::: SUPPLIED RECORDS

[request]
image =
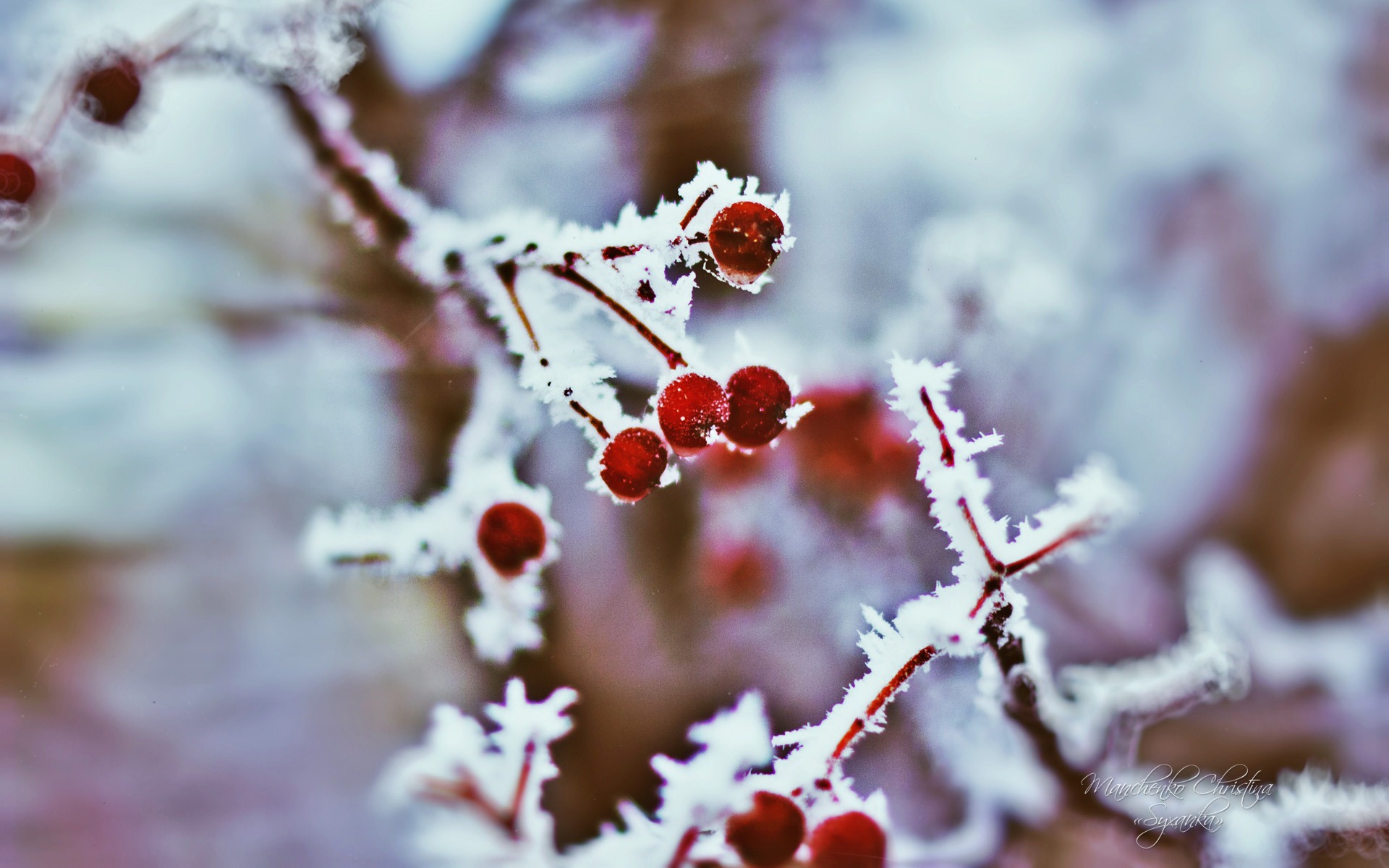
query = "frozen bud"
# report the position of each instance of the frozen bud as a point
(110, 90)
(768, 833)
(689, 409)
(632, 463)
(757, 404)
(849, 841)
(509, 535)
(744, 241)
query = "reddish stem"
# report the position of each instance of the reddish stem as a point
(694, 208)
(391, 226)
(464, 791)
(567, 273)
(998, 569)
(507, 274)
(598, 425)
(919, 660)
(946, 448)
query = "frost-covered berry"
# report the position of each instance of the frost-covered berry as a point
(18, 181)
(632, 463)
(849, 841)
(109, 92)
(689, 409)
(510, 534)
(744, 241)
(757, 404)
(768, 833)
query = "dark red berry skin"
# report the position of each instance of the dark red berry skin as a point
(111, 90)
(18, 181)
(849, 841)
(509, 535)
(757, 404)
(768, 833)
(689, 409)
(632, 463)
(744, 241)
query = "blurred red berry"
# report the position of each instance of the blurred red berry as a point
(849, 841)
(768, 833)
(757, 404)
(846, 449)
(739, 575)
(689, 409)
(510, 534)
(110, 92)
(17, 179)
(731, 469)
(744, 241)
(632, 463)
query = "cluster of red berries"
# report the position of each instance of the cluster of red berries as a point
(770, 833)
(750, 410)
(510, 535)
(106, 93)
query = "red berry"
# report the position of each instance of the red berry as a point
(757, 404)
(110, 92)
(849, 841)
(768, 833)
(689, 410)
(744, 241)
(848, 451)
(632, 463)
(17, 179)
(510, 534)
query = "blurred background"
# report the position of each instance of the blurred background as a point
(1150, 228)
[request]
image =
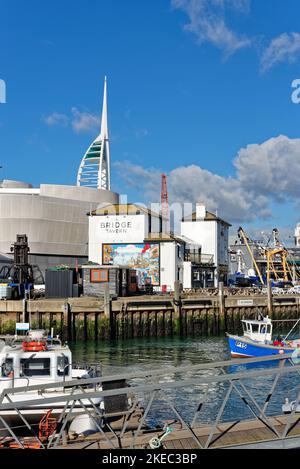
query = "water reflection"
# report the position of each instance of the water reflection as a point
(149, 354)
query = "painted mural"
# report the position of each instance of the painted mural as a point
(144, 258)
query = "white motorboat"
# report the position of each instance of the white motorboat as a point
(38, 359)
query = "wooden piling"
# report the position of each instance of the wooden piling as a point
(177, 308)
(270, 299)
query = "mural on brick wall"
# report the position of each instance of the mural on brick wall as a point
(144, 258)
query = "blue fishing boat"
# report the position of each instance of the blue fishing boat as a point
(257, 340)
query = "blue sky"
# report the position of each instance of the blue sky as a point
(191, 84)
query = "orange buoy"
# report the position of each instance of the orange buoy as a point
(34, 346)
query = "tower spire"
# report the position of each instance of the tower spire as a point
(94, 170)
(104, 122)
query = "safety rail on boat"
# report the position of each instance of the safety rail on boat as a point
(152, 388)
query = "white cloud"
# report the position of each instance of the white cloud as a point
(57, 119)
(284, 48)
(265, 173)
(79, 121)
(84, 121)
(208, 23)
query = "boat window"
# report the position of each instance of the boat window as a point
(63, 366)
(35, 366)
(7, 367)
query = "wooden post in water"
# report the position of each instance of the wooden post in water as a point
(177, 306)
(221, 301)
(85, 331)
(270, 299)
(108, 311)
(25, 315)
(69, 320)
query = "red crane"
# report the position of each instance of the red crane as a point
(164, 200)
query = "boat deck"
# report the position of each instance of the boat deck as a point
(245, 434)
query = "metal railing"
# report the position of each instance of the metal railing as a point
(252, 389)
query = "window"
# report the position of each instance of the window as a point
(7, 367)
(35, 366)
(62, 366)
(99, 275)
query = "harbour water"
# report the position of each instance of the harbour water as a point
(142, 355)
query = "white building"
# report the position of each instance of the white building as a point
(130, 236)
(206, 261)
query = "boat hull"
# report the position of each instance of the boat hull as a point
(245, 348)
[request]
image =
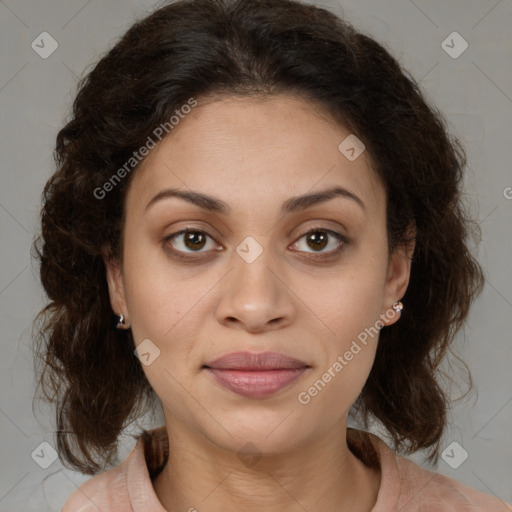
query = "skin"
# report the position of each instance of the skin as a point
(254, 154)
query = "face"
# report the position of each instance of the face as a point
(256, 270)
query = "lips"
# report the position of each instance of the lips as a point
(256, 375)
(249, 361)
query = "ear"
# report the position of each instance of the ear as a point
(115, 283)
(398, 275)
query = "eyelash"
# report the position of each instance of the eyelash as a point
(315, 256)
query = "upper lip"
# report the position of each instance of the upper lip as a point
(255, 361)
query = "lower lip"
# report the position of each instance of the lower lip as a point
(256, 384)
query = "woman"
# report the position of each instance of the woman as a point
(256, 224)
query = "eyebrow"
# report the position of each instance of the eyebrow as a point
(294, 204)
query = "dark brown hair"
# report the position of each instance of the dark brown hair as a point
(197, 48)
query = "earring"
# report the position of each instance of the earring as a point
(120, 322)
(398, 306)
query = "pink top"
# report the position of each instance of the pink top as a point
(404, 487)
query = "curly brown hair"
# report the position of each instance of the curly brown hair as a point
(194, 48)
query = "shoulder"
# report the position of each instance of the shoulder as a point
(127, 486)
(99, 492)
(408, 487)
(107, 491)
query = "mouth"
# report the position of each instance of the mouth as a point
(256, 375)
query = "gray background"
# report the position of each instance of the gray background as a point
(474, 91)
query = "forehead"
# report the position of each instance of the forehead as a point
(249, 151)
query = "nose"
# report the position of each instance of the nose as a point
(255, 296)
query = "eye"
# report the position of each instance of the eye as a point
(190, 240)
(320, 238)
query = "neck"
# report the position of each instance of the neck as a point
(324, 475)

::::::

▶ [TO DO] Each line of the material must be retyped exactly, except that images are omitted.

▶ [SOLUTION BELOW]
[request]
image =
query = "frozen bud"
# report the position of each instance of the frozen bud as a point
(110, 90)
(768, 833)
(689, 409)
(632, 463)
(757, 404)
(849, 841)
(509, 535)
(744, 241)
query = "reddish stem"
# report the position of each instance of the reddish stem as a point
(694, 208)
(391, 226)
(464, 791)
(567, 273)
(998, 569)
(507, 274)
(598, 425)
(919, 660)
(946, 448)
query = "frost-covered berry"
# report the position of each instance of the frost-covered berry as a point
(18, 181)
(632, 463)
(849, 841)
(109, 92)
(689, 409)
(510, 534)
(744, 241)
(757, 404)
(768, 833)
query = "dark red berry skin"
# report the position of each instance of the dark red berry skin as a point
(111, 90)
(18, 181)
(849, 841)
(509, 535)
(757, 404)
(768, 833)
(689, 409)
(632, 463)
(744, 241)
query = "blurred red berry"
# report the position of each instance of the blurred red berry as a point
(849, 841)
(768, 833)
(757, 404)
(846, 449)
(739, 575)
(689, 409)
(510, 534)
(110, 92)
(17, 179)
(731, 469)
(744, 241)
(632, 463)
query = "cluster of red berries"
# report the position of each instance of the cluster of red berries as a point
(770, 833)
(750, 410)
(510, 535)
(106, 93)
query = "red berry"
# report the position of each instance of the red berry as a point
(757, 404)
(110, 92)
(849, 841)
(768, 833)
(689, 410)
(744, 241)
(848, 451)
(632, 463)
(17, 179)
(510, 534)
query = "blurred background"
# report the position of each instance of the blurred background as a point
(1150, 228)
[request]
image =
query = "water reflection"
# report the position of each instance of the water reflection as a point
(149, 354)
query = "painted mural"
# report the position of each instance of the painted mural as a point
(144, 258)
query = "white motorboat"
# report the position of each instance of the white motorboat as a point
(38, 359)
query = "wooden piling"
# report the position of each instance of the wooden piling as a point
(177, 308)
(270, 299)
query = "mural on brick wall"
# report the position of each instance of the mural on brick wall as a point
(144, 258)
query = "blue fishing boat"
# report the position of each instance of the blue fishing boat as a point
(257, 340)
query = "blue sky"
# report the position of each instance of the blue sky as a point
(191, 84)
query = "orange buoy"
# report the position of each instance of the orange buoy as a point
(34, 346)
query = "tower spire"
# report the position of each instance of the tower spire as a point
(94, 170)
(104, 122)
query = "safety rail on boat"
# report the position of each instance of the safety rail on boat as a point
(152, 388)
query = "white cloud"
# report the position of each instance of the white cloud as a point
(57, 119)
(284, 48)
(265, 173)
(79, 121)
(84, 121)
(208, 23)
query = "boat window"
# report the position of each instance of the boat window as a point
(63, 366)
(35, 366)
(7, 367)
query = "wooden post in water"
# report the position of each instance of the wooden post in water as a point
(177, 306)
(221, 301)
(85, 331)
(270, 299)
(108, 311)
(25, 315)
(69, 320)
query = "red crane"
# report the position of each instance of the red crane as a point
(164, 200)
query = "boat deck"
# report the position of each instance of the boat deck as a point
(245, 434)
query = "metal railing"
# report the position of each instance of the metal railing as a point
(252, 389)
query = "window"
# report the position of each instance of the window as a point
(7, 367)
(35, 366)
(62, 366)
(99, 275)
query = "harbour water"
# report the position of each instance of the harbour water as a point
(142, 355)
query = "white building"
# report the position of each instance of the white building as a point
(130, 236)
(206, 261)
query = "boat hull"
# report the position of each instance of the boat hull as a point
(245, 348)
[request]
image =
query = "skin"
# report the position of each instance of the skin as a point
(254, 154)
query = "face"
# report the position of each instance of the face as a point
(256, 270)
query = "lips"
# report the position of each instance of the lips as a point
(256, 375)
(249, 361)
query = "ear"
# report the position of each instance of the ear as a point
(115, 283)
(398, 275)
query = "eyelash"
# report the position of each instance of the eyelash as a point
(315, 256)
query = "upper lip"
# report the position of each instance of the upper lip as a point
(255, 361)
query = "lower lip"
# report the position of each instance of the lower lip as a point
(256, 384)
query = "woman"
# report the position of each instance of the woman as a point
(256, 224)
query = "eyebrow"
# report the position of each instance of the eyebrow as a point
(294, 204)
query = "dark brown hair"
# report the position of each instance of the dark brown hair as a point
(197, 48)
query = "earring"
# report the position of each instance of the earring as a point
(120, 322)
(398, 306)
query = "pink top"
# report the position of each instance of the pink top as a point
(404, 487)
query = "curly brown hair"
# report the position of each instance of the curly brown hair as a point
(194, 48)
query = "shoulder"
# report the position of each instance of the shoulder as a point
(127, 486)
(99, 492)
(408, 487)
(107, 491)
query = "mouth"
# report the position of each instance of the mouth as a point
(256, 375)
query = "gray background"
# report the position of each instance of the gray background as a point
(474, 91)
query = "forehead"
# report the position of each instance of the forehead as a point
(249, 151)
query = "nose"
# report the position of each instance of the nose as a point
(255, 296)
query = "eye"
# report the position of each instance of the eye as a point
(190, 240)
(320, 238)
query = "neck"
# report the position of each instance of the neck as a point
(324, 475)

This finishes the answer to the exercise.